- **Okuma metni**
"""
| Konu: | Türk Silahlı Kuvvetleri Personel Kanunu ile Bazı Kanunlarda Değişiklik Yapılmasına Dair Kanun Teklifi münasebetiyle |
| Yasama Yılı: | 4 |
| Birleşim: | 48 |
| Tarih: | 17.02.2021 |
GÜRSEL EROL (Elâzığ) - Sayın Başkanım, Sayın milletvekilleri; hepinizi saygı ve sevgiyle selamlıyorum.
"""
- **Kayıt özetleri**
"""
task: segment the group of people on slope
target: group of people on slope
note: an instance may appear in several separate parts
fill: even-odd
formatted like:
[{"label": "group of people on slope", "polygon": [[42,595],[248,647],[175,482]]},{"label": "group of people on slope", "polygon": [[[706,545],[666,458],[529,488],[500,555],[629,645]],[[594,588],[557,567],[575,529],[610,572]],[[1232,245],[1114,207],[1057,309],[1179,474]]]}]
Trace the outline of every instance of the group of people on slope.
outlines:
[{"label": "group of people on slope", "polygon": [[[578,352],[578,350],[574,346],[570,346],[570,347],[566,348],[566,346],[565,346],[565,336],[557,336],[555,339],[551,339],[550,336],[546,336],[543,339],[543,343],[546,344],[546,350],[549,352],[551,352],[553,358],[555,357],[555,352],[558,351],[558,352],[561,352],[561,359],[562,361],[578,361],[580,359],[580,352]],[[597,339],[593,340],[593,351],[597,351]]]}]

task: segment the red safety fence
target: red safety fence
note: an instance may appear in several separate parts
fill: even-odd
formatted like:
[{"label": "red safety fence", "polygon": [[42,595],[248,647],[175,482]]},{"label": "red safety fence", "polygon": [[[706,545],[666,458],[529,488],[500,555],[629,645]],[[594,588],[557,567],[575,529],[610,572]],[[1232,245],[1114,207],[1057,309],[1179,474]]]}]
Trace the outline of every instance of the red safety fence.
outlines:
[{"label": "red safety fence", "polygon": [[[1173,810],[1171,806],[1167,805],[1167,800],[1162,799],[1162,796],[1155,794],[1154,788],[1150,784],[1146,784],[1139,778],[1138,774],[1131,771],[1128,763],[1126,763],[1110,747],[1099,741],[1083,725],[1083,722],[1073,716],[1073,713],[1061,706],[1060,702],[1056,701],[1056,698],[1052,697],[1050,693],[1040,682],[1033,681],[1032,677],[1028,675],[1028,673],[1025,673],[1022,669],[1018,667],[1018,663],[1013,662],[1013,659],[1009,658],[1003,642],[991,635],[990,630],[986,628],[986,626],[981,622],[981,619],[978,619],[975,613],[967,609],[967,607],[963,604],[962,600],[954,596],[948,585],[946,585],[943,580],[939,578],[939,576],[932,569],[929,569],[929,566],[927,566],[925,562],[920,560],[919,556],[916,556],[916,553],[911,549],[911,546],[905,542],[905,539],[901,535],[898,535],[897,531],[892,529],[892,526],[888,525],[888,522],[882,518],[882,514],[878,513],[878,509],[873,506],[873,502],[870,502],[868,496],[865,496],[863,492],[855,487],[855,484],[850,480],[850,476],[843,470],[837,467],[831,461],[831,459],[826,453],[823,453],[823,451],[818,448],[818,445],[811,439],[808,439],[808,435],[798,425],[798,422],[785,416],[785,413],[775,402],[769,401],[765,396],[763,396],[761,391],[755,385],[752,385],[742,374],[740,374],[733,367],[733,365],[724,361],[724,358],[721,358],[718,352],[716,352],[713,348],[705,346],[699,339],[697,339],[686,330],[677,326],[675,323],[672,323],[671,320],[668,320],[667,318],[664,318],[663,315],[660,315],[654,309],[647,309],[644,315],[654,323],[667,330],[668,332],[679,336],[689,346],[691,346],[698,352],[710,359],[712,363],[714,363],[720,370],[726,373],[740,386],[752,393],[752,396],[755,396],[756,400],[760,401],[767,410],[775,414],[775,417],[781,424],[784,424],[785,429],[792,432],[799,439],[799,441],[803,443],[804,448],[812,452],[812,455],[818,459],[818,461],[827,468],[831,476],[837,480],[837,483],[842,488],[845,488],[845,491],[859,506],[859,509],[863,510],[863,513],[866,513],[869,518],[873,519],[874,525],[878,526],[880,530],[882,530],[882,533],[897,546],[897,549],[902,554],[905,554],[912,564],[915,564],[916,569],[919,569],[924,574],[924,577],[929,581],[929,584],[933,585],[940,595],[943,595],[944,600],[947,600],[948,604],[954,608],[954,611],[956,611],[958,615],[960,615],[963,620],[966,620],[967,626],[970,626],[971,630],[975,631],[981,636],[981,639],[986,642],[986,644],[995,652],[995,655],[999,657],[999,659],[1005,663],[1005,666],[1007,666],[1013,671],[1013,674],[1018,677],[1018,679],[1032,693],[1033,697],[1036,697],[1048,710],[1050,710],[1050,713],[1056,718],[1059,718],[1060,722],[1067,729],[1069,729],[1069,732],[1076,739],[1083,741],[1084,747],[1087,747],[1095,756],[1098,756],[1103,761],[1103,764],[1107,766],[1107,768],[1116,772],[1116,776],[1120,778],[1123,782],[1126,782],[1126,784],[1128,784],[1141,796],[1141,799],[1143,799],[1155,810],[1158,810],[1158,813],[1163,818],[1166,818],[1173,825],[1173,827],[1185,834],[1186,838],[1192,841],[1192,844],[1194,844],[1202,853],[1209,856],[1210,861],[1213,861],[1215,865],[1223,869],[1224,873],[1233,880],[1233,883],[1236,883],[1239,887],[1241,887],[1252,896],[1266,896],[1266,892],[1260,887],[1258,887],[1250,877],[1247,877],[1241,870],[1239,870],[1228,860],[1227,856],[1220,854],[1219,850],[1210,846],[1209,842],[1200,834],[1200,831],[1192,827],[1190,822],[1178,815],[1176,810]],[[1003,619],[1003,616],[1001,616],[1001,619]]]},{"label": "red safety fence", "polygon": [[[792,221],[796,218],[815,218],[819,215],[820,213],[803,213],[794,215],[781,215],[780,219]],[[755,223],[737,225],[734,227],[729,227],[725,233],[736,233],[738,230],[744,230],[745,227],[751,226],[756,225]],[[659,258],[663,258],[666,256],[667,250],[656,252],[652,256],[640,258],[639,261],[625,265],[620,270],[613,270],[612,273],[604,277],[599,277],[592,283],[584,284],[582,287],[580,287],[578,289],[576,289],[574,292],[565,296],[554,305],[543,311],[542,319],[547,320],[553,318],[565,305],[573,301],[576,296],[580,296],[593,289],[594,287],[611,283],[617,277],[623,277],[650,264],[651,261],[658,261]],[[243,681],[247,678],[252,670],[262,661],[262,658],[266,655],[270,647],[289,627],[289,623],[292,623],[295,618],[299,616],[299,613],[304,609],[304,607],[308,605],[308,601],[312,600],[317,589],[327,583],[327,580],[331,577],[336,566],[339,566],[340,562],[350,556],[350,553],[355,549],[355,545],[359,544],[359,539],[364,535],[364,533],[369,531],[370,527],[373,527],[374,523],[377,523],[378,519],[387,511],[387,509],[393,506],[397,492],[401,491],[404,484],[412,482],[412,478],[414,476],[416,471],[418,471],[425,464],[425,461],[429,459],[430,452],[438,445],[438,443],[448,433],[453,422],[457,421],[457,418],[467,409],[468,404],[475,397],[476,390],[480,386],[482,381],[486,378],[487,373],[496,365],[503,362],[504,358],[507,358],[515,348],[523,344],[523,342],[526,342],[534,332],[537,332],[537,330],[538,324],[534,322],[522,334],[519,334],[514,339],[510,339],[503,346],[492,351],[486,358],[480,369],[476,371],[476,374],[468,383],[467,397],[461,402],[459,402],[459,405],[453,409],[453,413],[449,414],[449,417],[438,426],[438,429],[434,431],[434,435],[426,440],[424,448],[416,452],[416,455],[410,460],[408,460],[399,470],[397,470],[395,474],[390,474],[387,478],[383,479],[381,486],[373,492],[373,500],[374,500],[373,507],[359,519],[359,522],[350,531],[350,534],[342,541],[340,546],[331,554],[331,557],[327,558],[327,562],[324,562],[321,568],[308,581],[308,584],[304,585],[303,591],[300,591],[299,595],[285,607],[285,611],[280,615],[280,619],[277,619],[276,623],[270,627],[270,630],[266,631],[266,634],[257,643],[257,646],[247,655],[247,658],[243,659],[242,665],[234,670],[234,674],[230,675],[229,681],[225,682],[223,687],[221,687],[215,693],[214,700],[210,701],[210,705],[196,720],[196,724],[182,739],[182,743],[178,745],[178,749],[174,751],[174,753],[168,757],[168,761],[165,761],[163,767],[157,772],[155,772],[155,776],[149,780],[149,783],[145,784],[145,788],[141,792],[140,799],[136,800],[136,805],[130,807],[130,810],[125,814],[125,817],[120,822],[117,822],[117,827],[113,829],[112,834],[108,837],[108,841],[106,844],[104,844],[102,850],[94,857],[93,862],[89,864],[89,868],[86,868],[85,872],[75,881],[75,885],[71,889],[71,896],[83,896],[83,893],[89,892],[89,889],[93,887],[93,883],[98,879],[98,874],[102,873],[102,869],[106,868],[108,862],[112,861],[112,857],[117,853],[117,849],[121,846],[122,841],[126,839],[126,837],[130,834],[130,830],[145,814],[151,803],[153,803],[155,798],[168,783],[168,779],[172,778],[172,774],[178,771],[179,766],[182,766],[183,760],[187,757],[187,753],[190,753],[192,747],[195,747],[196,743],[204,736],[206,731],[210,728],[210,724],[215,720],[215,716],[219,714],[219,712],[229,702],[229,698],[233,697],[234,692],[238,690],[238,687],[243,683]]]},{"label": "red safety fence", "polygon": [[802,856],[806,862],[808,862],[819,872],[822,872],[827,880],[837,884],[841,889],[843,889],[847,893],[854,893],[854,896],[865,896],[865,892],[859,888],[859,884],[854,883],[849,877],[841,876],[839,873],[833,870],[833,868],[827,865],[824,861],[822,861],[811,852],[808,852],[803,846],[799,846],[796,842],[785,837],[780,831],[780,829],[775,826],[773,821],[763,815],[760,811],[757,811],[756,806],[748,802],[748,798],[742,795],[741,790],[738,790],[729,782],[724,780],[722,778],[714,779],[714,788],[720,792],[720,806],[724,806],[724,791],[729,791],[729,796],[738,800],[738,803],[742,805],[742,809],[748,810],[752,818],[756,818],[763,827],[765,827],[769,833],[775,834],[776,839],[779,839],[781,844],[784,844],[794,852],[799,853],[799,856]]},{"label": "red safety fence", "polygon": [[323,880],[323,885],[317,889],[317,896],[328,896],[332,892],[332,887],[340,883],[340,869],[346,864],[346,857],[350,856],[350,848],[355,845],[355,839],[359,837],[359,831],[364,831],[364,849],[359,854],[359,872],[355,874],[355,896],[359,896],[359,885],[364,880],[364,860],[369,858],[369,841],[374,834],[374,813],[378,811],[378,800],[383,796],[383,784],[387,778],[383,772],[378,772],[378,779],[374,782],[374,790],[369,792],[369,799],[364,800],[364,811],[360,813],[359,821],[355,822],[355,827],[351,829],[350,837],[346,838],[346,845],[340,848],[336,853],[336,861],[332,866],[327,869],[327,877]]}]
"""
- **Yapılacak işler**
**1.** Meclis tutanağına göre aşağıdakileri yanıtlayın:
(a) Birleşim numarası kaçtır?
(b) Tutanakta hangi tarih yer alıyor?
(c) Konuşmacının adının yanında hangi il yazıyor?
**2.** Meclis tutanağındaki konuşmayı, selamlama cümlesinden sonrasını yazarak sürdürün.
Kayıtların bu işle bir ilgisi yok.

- **Yanıtlar**
**1.**
(a) 48
(b) 17.02.2021
(c) Elâzığ

**2.**
Bu hafta kötü bir haber aldık. 13 asker kökenli ve sivil kökenli sivilimizin PKK terör örgütü tarafından katledilmelerinin, infaz edilmelerinin hepimiz üzüntüsünü yaşadık. Şehitlerimize Allah'tan rahmet diliyorum, yakınlarına da başsağlığı diliyorum. Aynı zamanda, bu operasyonda hayatını kaybeden 2 yüzbaşımız ve 1 astsubayımız var; onlara da Allah'tan rahmet diliyorum, yakınlarına başsağlığı diliyorum, yaralı olan askerlerimize de bir an önce sağlıklarına kavuşmaları dileklerimizi buradan iletiyorum.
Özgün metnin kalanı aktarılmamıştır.